### [ABOUT THIS EXERCISE]
Gather each line of the records where "collar" appears.
[[ INPUT FOR THIS TASK open ]]
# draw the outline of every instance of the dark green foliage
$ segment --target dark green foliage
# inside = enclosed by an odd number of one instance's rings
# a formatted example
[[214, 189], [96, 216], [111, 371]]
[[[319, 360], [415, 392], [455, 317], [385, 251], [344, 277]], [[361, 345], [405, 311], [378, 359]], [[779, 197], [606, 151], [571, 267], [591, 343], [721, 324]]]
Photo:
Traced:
[[ INPUT FOR THIS TASK closed ]]
[[ INPUT FOR THIS TASK open ]]
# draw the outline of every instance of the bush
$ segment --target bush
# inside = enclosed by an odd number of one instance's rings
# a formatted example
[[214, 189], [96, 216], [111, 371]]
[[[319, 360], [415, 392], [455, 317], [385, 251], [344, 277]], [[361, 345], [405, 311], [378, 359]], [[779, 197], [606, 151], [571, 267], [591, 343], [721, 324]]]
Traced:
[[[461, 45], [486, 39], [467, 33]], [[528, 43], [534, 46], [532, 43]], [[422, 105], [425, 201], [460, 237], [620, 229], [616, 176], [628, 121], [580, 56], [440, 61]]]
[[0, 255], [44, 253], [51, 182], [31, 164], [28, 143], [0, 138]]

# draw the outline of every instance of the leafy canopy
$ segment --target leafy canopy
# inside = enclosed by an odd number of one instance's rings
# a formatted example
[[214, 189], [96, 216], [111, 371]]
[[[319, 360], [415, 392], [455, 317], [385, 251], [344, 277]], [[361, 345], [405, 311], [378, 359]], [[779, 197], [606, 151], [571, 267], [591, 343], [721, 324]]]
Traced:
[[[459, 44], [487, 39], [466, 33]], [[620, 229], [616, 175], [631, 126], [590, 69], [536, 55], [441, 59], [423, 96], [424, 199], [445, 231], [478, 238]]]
[[ INPUT FOR THIS TASK closed ]]
[[ INPUT FOR THIS TASK open ]]
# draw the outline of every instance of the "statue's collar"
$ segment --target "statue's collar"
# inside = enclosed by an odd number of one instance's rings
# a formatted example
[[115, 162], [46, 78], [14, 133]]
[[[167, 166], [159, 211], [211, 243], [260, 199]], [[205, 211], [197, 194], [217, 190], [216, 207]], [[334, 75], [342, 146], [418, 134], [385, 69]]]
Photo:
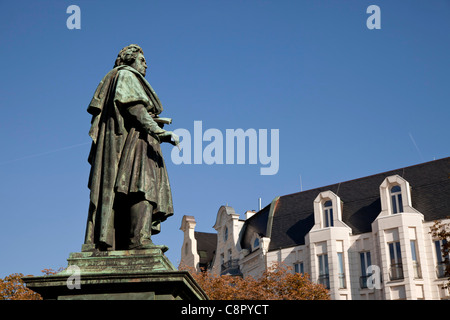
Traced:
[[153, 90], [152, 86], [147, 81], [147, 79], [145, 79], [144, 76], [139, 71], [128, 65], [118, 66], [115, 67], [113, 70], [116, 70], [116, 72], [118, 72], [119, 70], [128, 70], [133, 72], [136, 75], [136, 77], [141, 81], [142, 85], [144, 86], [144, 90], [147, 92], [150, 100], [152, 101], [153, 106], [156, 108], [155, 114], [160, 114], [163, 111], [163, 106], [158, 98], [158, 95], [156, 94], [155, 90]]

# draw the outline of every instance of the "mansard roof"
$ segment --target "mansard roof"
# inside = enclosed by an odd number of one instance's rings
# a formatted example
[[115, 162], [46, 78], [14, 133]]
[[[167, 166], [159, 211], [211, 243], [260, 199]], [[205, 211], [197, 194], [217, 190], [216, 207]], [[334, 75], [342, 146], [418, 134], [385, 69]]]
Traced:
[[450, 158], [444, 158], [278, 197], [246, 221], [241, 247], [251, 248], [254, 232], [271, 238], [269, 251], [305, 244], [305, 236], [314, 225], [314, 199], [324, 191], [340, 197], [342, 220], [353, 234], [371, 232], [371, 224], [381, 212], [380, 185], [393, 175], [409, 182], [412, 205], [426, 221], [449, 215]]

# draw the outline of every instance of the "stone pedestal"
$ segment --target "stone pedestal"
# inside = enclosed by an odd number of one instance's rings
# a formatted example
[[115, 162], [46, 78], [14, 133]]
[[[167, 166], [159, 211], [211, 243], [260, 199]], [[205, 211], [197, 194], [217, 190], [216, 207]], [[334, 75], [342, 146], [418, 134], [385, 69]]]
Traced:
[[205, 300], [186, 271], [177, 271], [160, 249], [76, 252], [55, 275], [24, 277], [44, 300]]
[[ INPUT FOR THIS TASK closed ]]
### [ANSWER]
# draw the outline of every instance of the "statue's collar"
$ segment --target "statue's collar"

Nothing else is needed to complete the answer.